For the word "rock", copy every line of the material that includes it.

====

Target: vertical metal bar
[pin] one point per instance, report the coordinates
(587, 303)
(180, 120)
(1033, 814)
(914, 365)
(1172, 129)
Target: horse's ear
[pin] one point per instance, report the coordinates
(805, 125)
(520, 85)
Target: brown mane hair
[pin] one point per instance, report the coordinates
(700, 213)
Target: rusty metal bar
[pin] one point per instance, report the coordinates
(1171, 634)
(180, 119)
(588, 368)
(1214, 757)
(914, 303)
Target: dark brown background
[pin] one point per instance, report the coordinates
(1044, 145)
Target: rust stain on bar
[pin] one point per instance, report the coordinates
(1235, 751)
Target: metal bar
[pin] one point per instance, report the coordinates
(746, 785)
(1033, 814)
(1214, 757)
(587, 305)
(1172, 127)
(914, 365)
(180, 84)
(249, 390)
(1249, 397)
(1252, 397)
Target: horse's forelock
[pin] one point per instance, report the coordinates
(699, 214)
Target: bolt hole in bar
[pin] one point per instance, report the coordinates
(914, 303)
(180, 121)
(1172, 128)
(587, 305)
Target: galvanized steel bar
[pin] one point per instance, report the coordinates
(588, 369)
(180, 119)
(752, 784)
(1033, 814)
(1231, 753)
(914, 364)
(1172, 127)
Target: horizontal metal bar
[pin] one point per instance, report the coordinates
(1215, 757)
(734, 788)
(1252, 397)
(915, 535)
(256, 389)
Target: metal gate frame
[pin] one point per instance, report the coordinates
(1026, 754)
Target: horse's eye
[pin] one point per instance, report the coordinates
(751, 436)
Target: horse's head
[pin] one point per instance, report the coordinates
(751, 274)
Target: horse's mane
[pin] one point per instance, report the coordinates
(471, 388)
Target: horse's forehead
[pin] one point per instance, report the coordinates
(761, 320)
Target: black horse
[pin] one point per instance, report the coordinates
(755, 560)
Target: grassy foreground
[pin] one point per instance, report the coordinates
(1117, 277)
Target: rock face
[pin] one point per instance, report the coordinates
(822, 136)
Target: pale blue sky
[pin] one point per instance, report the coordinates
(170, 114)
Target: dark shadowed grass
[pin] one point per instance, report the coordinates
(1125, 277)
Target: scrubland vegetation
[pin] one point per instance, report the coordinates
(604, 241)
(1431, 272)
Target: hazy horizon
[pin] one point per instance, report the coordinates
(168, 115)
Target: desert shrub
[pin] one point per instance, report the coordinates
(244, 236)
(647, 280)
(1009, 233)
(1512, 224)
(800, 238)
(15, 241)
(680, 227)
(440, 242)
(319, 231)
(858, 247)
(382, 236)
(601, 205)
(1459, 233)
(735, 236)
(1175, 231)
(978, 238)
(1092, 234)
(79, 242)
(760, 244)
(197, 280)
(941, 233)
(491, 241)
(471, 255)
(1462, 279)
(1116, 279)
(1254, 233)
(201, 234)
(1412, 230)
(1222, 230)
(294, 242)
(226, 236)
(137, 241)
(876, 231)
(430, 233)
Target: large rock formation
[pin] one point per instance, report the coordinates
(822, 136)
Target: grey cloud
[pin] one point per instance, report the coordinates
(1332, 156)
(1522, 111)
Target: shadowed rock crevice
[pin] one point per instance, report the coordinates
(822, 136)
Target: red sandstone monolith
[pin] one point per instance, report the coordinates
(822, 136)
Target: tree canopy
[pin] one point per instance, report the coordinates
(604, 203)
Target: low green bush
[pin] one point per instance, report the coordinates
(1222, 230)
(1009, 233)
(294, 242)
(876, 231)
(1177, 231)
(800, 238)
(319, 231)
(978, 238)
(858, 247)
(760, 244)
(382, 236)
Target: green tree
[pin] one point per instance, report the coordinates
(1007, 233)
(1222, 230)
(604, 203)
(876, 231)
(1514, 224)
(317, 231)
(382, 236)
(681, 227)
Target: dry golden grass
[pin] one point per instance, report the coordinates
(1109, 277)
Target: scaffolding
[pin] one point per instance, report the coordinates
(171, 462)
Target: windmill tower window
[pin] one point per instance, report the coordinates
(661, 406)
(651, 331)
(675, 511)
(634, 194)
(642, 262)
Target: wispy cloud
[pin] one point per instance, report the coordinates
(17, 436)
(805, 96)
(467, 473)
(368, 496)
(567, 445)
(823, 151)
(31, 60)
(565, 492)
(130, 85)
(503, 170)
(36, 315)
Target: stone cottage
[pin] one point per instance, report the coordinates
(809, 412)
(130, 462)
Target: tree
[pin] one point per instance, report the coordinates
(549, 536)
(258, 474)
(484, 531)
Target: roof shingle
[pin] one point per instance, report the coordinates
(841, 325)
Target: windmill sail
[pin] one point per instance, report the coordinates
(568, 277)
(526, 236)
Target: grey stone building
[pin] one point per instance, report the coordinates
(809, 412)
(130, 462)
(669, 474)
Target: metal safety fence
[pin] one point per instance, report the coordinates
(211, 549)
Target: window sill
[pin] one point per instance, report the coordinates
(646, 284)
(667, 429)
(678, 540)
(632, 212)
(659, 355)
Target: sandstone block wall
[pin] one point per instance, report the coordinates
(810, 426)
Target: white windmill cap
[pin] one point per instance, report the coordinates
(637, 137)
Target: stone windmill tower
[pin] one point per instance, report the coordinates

====

▸ **RESPONSE BELOW**:
Target: rock face
Target: large rock formation
Target: shadowed rock crevice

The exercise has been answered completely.